= Beginning of Section =

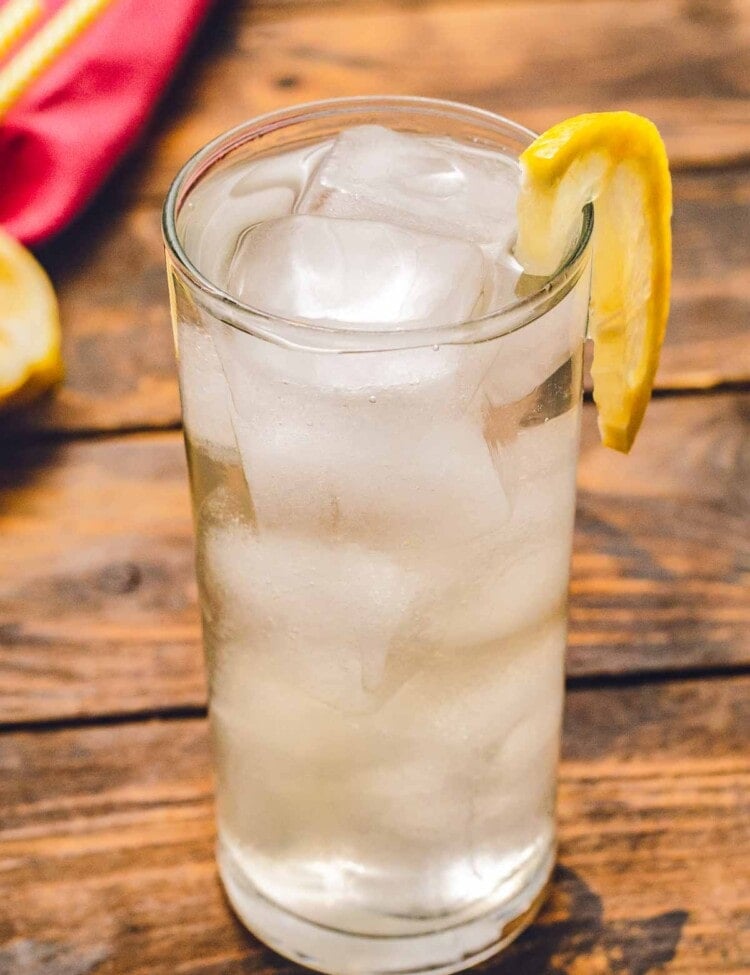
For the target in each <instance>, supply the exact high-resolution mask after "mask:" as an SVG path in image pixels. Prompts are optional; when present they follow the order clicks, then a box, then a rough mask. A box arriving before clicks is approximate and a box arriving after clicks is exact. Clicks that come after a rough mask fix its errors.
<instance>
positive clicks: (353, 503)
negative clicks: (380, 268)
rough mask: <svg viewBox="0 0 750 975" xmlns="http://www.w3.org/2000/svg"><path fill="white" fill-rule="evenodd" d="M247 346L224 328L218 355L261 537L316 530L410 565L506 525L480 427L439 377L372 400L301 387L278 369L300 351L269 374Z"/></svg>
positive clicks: (247, 338) (314, 530)
mask: <svg viewBox="0 0 750 975" xmlns="http://www.w3.org/2000/svg"><path fill="white" fill-rule="evenodd" d="M248 338H249V337H248V336H247V335H244V334H242V333H238V332H236V331H234V330H231V329H226V328H225V329H223V331H220V332H219V334H218V336H217V348H218V350H219V354H220V356H221V360H222V363H223V365H224V369H225V373H226V376H227V380H228V382H229V385H230V388H231V391H232V422H233V426H234V430H235V432H236V435H237V444H238V447H239V450H240V454H241V457H242V464H243V467H244V470H245V476H246V479H247V484H248V488H249V490H250V493H251V496H252V500H253V506H254V511H255V515H256V519H257V524H258V529H259V531H260V532H261V533H263V532H266V531H275V530H280V529H283V528H285V529H286V530H289V531H295V532H299V533H301V534H305V535H308V534H320V533H321V532H325V533H328V534H330V535H334V536H336V537H339V538H342V539H347V540H349V541H356V542H359V543H361V544H363V545H367V546H369V547H374V548H382V549H387V548H391V549H392V548H393V546H397V547H398V549H399V551H401V552H403V553H404V555H405V557H407V558H408V559H410V560H412V561H413V562H416V561H419V560H425V559H426V560H428V561H429V560H430V559H431V558H433V557H434V554H435V552H436V551H440V550H441V549H442V550H444V549H447V548H450V547H451V546H452V545H460V544H461V543H462V542H464V541H465V540H467V539H471V538H473V537H476V536H483V535H486V534H488V533H492V532H496V531H497V530H498V529H499V528H500V527H501V526H502V525H503V524H504V523H505V521H506V520H507V518H508V515H509V504H508V499H507V497H506V495H505V492H504V490H503V486H502V483H501V481H500V478H499V477H498V473H497V469H496V466H495V463H494V459H493V456H492V454H491V451H490V448H489V447H488V445H487V443H486V441H485V439H484V436H483V432H482V429H481V426H479V425H478V424H475V423H474V422H473V419H472V418H469V417H466V416H463V415H462V414H461V413H460V412H458V411H457V410H456V409H455V403H454V402H453V401H452V400H450V399H449V398H447V397H446V396H445V388H444V387H443V386H442V384H441V383H440V382H439V381H438V380H434V383H433V385H432V386H430V385H429V384H428V383H427V382H421V383H415V384H413V385H406V386H392V387H388V388H381V389H375V391H374V392H373V393H372V394H371V393H370V388H367V387H365V388H359V387H356V386H355V387H354V388H347V387H346V386H343V387H332V386H326V385H322V384H320V385H319V384H316V383H315V381H314V376H313V377H312V381H310V382H304V381H302V380H301V374H302V369H301V367H297V368H292V367H291V366H290V368H289V370H283V364H284V360H285V359H287V360H291V361H294V360H295V359H296V357H297V356H298V355H302V356H303V357H304V356H305V355H306V354H305V353H298V352H295V351H294V350H284V349H278V354H279V356H280V361H279V363H278V365H279V371H275V370H268V369H266V368H264V367H265V366H266V362H265V361H264V362H263V363H261V364H260V365H259V363H258V362H257V361H256V360H255V359H254V357H253V354H252V353H253V346H252V344H250V343H248V341H247V340H248ZM255 341H256V342H260V340H255ZM261 344H262V343H261ZM405 354H406V355H407V356H408V355H409V354H410V353H409V352H408V351H407V353H405ZM431 354H433V355H435V356H438V355H439V353H431ZM340 358H342V359H344V360H346V361H350V362H352V363H353V364H355V363H356V359H357V356H354V355H352V356H343V357H340ZM289 373H294V374H295V379H294V380H291V381H290V380H289V378H288V375H289ZM284 377H287V378H284ZM355 379H356V377H355ZM440 558H446V556H445V554H444V553H442V554H441V555H440Z"/></svg>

= End of Section =

## [Exercise aim]
Scan the listing above and identify each line holding the string "instance"; copy every such line.

## [Your solution]
For the target in each <instance>, supply the exact high-resolution mask after "mask:" as an SVG path in image pixels. Prompts are optional; when present they follow the order clicks, then a box, then a rough mask. A box arriving before clicks is approximate and a box arriving after clicks is exact. Clicks that come after a rough mask fix its errors.
<instance>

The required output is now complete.